** Opening SUPPLIED RECORDS block **

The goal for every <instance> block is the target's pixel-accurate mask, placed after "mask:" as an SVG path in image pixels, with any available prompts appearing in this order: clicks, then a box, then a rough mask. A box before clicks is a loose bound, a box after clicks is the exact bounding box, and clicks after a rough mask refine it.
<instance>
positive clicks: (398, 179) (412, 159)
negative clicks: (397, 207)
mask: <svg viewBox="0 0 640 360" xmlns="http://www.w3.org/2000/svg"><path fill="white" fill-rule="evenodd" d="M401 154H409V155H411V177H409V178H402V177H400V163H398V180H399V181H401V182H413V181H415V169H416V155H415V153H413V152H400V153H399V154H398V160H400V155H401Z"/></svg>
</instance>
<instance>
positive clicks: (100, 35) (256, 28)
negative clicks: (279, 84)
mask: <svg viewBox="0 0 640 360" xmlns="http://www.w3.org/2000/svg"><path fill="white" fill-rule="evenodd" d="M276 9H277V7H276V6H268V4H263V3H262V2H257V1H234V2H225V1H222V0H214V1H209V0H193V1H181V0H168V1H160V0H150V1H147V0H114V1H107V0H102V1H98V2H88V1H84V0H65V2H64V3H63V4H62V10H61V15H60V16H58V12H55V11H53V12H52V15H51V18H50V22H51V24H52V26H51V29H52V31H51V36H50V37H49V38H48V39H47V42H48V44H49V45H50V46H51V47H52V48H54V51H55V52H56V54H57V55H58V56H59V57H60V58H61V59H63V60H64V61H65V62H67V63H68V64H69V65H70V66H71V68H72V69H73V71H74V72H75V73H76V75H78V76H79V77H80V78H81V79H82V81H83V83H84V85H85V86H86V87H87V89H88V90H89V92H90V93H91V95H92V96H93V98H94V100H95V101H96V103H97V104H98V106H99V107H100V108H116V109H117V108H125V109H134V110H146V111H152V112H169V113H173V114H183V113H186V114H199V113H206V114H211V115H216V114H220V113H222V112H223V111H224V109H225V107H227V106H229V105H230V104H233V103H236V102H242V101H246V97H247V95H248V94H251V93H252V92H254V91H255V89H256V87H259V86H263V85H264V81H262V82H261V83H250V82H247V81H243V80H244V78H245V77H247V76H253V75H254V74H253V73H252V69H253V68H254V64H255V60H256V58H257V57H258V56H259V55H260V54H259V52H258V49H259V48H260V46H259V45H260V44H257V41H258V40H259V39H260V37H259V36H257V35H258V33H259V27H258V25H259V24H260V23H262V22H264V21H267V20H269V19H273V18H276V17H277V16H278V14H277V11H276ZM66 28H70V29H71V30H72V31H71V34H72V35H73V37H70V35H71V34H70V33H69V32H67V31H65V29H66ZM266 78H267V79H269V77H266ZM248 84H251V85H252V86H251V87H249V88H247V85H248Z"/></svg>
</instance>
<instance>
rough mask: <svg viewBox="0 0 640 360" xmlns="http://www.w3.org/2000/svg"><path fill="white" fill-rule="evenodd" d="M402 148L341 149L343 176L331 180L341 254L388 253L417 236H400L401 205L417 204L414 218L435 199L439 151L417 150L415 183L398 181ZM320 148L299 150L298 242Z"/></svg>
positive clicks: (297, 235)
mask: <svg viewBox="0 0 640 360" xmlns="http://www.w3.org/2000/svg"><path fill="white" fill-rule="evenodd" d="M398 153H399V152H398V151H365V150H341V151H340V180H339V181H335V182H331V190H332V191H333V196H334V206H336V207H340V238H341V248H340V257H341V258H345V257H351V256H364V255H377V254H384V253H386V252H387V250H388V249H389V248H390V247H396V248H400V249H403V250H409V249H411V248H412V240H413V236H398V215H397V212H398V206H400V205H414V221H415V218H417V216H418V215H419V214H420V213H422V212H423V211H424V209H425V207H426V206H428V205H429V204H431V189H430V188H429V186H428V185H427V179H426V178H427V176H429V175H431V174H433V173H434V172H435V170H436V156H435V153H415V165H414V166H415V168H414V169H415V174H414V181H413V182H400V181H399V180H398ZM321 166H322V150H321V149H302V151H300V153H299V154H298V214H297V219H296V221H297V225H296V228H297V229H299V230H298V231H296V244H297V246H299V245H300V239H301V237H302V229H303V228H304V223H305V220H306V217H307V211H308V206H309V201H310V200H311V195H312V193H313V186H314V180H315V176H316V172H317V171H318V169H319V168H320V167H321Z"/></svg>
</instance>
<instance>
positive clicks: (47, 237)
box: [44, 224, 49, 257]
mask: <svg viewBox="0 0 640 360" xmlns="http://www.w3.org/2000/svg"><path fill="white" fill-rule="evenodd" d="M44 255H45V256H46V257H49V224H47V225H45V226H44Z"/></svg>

** Closing SUPPLIED RECORDS block **

The entries shown above should be copied out word for word.

OUTPUT OF THE EXERCISE =>
The goal for every <instance> block is the target's pixel-accurate mask, placed after "mask:" as an SVG path in image pixels, with any available prompts appearing in this order: clicks, then a box, then a rough mask. A box before clicks is a loose bound, a box after clicks is the exact bounding box, and clicks after a rough mask refine it.
<instance>
positive clicks: (398, 179) (412, 159)
negative clicks: (397, 207)
mask: <svg viewBox="0 0 640 360" xmlns="http://www.w3.org/2000/svg"><path fill="white" fill-rule="evenodd" d="M401 154H409V155H411V177H409V178H402V177H400V163H398V180H399V181H401V182H413V181H415V169H416V155H415V153H413V152H400V153H399V154H398V160H400V155H401Z"/></svg>
</instance>
<instance>
positive clicks: (100, 35) (256, 28)
negative clicks: (279, 84)
mask: <svg viewBox="0 0 640 360" xmlns="http://www.w3.org/2000/svg"><path fill="white" fill-rule="evenodd" d="M276 9H277V7H276V6H268V4H263V3H262V2H257V1H234V2H225V1H222V0H214V1H209V0H193V1H181V0H168V1H160V0H150V1H147V0H114V1H107V0H102V1H98V2H88V1H84V0H65V2H64V3H63V4H62V10H61V15H60V16H58V12H55V11H53V12H52V15H51V18H50V22H51V24H52V26H51V29H52V31H51V36H50V37H49V38H48V39H47V42H48V44H49V45H50V46H51V47H52V48H54V51H55V52H56V54H57V55H58V56H59V57H60V58H61V59H63V60H64V61H65V62H67V63H68V64H69V65H70V66H71V68H72V69H73V71H74V72H75V73H76V75H78V76H79V77H80V78H81V79H82V81H83V83H84V85H85V86H86V87H87V89H88V90H89V92H90V93H91V95H92V96H93V98H94V100H95V101H96V103H97V104H98V106H99V107H100V108H116V109H117V108H125V109H134V110H146V111H152V112H169V113H173V114H183V113H186V114H199V113H206V114H211V115H216V114H220V113H222V112H223V111H224V109H225V107H227V106H229V105H230V104H233V103H236V102H242V101H246V97H247V95H248V94H251V93H252V92H254V91H255V89H256V87H259V86H263V85H264V81H262V82H261V83H250V82H247V81H243V80H244V78H245V77H247V76H253V75H254V74H253V73H252V69H253V68H254V64H255V60H256V58H257V57H258V56H259V55H260V54H259V52H258V49H259V48H260V46H259V45H260V44H257V41H258V40H259V39H260V37H259V36H257V35H258V33H259V27H258V25H259V24H260V23H262V22H264V21H267V20H269V19H273V18H276V17H277V16H278V14H277V11H276ZM66 28H70V29H71V30H72V31H71V34H72V35H73V37H70V35H71V34H70V33H69V32H67V31H65V29H66ZM266 78H267V79H269V77H266ZM248 84H251V85H252V86H251V87H249V88H247V85H248Z"/></svg>
</instance>
<instance>
rough mask: <svg viewBox="0 0 640 360" xmlns="http://www.w3.org/2000/svg"><path fill="white" fill-rule="evenodd" d="M402 148L341 149L343 176L331 180L341 254L388 253L417 236H400L401 205L417 204L414 218L435 199L439 151L417 150L415 183L398 181ZM320 148L299 150L298 242Z"/></svg>
positive clicks: (297, 235)
mask: <svg viewBox="0 0 640 360" xmlns="http://www.w3.org/2000/svg"><path fill="white" fill-rule="evenodd" d="M398 153H399V152H398V151H365V150H341V151H340V180H339V181H335V182H331V190H332V191H333V196H334V206H336V207H340V238H341V248H340V257H341V258H345V257H351V256H364V255H377V254H384V253H386V252H387V250H388V249H389V248H390V247H396V248H400V249H403V250H409V249H411V248H412V240H413V236H398V215H397V212H398V206H400V205H414V221H415V218H417V216H418V215H419V214H420V213H422V212H423V211H424V209H425V207H426V206H428V205H429V204H431V189H430V188H429V186H428V185H427V179H426V178H427V176H429V175H431V174H433V173H434V172H435V170H436V156H435V153H415V165H414V166H415V168H414V169H415V174H414V181H413V182H400V181H399V180H398ZM321 166H322V150H321V149H302V151H300V153H299V154H298V214H297V219H296V221H297V225H296V228H297V229H299V230H298V231H296V244H297V246H299V245H300V239H301V237H302V229H303V228H304V223H305V220H306V217H307V211H308V206H309V201H310V200H311V195H312V193H313V186H314V180H315V176H316V172H317V171H318V169H319V168H320V167H321Z"/></svg>
</instance>
<instance>
positive clicks: (47, 237)
box: [44, 224, 49, 257]
mask: <svg viewBox="0 0 640 360" xmlns="http://www.w3.org/2000/svg"><path fill="white" fill-rule="evenodd" d="M44 255H45V256H46V257H49V224H47V225H45V226H44Z"/></svg>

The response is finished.